EXTRACT PROVIDED:
***
EU Commission cautious with ‘unilateral’ moves on vaccination passports

The European Commission has proposed the creation of a digital certificate to prove vaccination, testing or recovery from COVID-19, aiming to resume free movement, a bilingual document with QR code that it wants in force by June. [Shutterstock/ ronstik]

The European Commission is cautious with EU member states moves to unilaterally issue a certificate offering travel privileges to those vaccinated, EU sources told, suggesting instead a common approach.

Unilateral vaccine passports “would pose some problems as at the end of the day we are all in the common Schengen area,” an EU source said. “We cannot have Israeli and British tourists granted with benefits while citizens of the Schengen area are excluded,” the source added.

For the time being, travel outside the Union is largely restricted.

“There is an ongoing political debate but in no way such a measure should cause discrimination,” the EU source added.

EU leaders will on Thursday (25 February) discuss Greece’s proposal to issue a travel certificate for those who took a COVID-19 jab. Such a certificate would save travelers the hassle of going through coronavirus tests or observing a quarantine when going abroad.
***
DATA SHOWN:

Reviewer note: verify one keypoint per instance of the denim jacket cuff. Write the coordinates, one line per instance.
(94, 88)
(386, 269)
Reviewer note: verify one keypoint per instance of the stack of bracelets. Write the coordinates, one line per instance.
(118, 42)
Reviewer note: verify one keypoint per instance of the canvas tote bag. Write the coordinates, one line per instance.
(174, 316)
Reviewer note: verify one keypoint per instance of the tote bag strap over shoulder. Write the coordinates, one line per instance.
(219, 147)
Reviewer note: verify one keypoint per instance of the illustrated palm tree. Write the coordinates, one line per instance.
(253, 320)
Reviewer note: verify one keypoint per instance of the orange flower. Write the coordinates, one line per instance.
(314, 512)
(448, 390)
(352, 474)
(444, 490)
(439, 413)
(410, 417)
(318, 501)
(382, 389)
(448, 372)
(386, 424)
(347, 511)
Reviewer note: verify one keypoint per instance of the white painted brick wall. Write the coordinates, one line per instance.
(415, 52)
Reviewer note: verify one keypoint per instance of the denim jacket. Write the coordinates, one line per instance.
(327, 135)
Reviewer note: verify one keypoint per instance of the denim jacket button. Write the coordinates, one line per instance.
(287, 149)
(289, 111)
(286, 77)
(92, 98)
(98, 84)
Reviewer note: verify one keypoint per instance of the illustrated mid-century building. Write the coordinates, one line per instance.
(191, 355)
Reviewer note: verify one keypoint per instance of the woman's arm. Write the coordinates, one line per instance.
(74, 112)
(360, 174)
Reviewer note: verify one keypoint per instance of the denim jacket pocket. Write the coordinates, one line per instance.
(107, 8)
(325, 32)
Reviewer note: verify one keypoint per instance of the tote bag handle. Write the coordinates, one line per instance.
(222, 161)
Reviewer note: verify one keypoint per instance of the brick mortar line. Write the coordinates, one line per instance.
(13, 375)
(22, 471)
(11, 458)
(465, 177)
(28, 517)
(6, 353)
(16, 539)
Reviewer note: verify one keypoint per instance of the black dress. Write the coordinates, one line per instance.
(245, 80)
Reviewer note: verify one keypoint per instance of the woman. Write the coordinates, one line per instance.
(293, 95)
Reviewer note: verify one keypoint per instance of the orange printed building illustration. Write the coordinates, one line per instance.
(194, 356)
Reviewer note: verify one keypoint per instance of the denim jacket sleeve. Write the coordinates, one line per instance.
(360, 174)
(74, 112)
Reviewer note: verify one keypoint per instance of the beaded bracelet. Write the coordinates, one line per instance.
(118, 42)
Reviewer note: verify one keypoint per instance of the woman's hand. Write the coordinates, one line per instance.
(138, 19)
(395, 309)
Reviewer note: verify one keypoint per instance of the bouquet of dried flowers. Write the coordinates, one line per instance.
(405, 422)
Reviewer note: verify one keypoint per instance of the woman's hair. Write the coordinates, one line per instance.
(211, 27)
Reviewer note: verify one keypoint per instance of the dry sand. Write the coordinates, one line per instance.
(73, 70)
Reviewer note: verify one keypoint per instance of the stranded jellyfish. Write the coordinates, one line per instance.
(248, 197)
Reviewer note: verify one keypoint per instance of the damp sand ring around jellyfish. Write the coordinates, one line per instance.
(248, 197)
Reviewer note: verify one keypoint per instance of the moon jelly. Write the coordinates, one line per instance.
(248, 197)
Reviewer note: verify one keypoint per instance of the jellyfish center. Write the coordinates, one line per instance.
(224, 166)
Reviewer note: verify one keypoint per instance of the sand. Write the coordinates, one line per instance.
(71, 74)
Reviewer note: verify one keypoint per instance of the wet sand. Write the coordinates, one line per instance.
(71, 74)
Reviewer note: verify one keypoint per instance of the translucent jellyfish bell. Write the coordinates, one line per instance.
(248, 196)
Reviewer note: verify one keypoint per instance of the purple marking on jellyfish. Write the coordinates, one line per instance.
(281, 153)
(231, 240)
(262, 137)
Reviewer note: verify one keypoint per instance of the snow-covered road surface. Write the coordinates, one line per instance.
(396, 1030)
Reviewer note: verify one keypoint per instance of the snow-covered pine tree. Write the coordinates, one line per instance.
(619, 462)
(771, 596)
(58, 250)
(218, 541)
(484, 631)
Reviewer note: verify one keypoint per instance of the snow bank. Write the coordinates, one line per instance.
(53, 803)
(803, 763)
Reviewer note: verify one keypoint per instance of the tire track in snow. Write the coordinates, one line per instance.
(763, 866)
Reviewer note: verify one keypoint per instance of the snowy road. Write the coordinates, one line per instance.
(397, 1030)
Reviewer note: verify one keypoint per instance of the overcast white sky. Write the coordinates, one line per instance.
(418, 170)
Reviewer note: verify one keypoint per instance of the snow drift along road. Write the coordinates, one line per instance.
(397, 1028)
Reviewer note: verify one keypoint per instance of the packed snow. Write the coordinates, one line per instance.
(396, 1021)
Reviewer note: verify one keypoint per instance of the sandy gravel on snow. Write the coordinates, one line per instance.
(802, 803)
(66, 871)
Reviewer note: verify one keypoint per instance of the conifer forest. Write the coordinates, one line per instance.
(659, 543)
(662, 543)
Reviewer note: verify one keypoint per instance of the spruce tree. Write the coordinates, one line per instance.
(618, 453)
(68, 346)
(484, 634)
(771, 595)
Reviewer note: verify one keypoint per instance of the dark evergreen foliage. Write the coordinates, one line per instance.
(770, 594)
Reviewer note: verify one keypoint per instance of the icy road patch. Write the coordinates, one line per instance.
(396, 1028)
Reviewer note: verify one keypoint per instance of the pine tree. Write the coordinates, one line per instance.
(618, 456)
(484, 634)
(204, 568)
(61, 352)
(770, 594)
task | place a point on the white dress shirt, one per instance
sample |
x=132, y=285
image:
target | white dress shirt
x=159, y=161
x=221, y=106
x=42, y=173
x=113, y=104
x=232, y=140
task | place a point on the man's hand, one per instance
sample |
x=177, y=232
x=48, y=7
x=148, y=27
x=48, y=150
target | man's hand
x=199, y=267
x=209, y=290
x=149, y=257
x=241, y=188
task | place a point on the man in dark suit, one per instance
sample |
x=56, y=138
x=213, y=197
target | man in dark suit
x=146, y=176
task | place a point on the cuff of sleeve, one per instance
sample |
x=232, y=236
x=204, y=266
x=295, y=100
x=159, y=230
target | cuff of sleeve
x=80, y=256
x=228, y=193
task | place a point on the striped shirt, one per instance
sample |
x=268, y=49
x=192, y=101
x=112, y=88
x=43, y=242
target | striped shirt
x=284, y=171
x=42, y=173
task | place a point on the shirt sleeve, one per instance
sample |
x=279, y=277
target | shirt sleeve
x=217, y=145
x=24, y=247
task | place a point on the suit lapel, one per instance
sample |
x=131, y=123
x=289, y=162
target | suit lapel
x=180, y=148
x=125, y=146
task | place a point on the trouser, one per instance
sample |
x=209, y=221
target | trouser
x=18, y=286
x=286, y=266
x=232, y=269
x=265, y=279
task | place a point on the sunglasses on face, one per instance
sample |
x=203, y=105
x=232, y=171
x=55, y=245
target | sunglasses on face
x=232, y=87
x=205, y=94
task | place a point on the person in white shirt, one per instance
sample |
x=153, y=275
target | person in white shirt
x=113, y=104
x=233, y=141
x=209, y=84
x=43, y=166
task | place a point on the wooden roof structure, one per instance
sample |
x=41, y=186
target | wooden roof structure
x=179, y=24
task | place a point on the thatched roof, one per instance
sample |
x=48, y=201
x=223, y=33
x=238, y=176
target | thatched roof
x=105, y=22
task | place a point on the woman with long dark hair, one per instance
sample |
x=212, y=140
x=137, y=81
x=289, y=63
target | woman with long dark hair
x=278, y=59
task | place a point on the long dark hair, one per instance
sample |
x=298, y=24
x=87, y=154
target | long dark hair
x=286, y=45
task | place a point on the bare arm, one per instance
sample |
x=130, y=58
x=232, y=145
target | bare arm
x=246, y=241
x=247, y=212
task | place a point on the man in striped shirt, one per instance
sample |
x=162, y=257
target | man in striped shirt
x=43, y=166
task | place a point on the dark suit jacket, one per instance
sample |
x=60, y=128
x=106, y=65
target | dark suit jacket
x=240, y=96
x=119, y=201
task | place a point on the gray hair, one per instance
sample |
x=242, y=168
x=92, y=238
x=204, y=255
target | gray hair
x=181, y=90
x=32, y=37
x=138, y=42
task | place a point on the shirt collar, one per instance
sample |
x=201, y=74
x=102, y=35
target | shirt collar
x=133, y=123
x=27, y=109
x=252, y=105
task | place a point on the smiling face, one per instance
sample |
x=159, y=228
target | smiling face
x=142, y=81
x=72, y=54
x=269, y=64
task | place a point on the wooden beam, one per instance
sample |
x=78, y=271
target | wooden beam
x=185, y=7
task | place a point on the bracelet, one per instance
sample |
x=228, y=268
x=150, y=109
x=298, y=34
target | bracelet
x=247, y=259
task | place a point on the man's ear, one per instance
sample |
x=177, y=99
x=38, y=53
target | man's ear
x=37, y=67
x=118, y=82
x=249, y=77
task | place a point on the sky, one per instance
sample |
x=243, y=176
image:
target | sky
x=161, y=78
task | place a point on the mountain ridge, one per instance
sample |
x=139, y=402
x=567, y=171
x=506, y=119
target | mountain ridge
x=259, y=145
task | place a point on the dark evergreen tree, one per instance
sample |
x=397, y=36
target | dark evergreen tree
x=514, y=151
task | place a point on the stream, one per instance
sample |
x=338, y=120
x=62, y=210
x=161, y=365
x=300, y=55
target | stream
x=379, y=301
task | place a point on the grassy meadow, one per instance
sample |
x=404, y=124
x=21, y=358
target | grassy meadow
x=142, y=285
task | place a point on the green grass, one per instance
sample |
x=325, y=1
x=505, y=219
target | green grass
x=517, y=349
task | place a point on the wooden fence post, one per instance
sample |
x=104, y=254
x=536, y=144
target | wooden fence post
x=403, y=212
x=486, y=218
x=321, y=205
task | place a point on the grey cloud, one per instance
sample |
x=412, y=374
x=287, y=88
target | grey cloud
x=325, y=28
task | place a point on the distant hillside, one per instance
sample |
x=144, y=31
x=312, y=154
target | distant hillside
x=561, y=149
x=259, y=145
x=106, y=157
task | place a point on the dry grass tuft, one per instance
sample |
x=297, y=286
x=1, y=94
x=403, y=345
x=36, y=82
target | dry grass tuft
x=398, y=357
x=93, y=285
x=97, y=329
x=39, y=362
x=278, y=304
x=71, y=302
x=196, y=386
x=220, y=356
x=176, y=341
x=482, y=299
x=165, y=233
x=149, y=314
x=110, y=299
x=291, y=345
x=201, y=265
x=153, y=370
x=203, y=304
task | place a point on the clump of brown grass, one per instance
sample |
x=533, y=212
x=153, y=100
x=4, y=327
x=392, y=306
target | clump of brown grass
***
WHAT THIS EXERCISE ASKS:
• 1. Reproduce the vaccination passports article from "Unilateral vaccine passports" up to and including "the source added.".
• 2. Answer these questions from the vaccination passports article:
(a) By when does the European Commission want its digital certificate in force?
(b) Whose proposal will EU leaders discuss on Thursday (25 February)?
(c) Which two nationalities of tourists does the EU source name?

RESULTS FOR EACH TASK:
• 1.
Unilateral vaccine passports “would pose some problems as at the end of the day we are all in the common Schengen area,” an EU source said. “We cannot have Israeli and British tourists granted with benefits while citizens of the Schengen area are excluded,” the source added.

• 2.
(a) By June.
(b) Greece's.
(c) Israeli and British.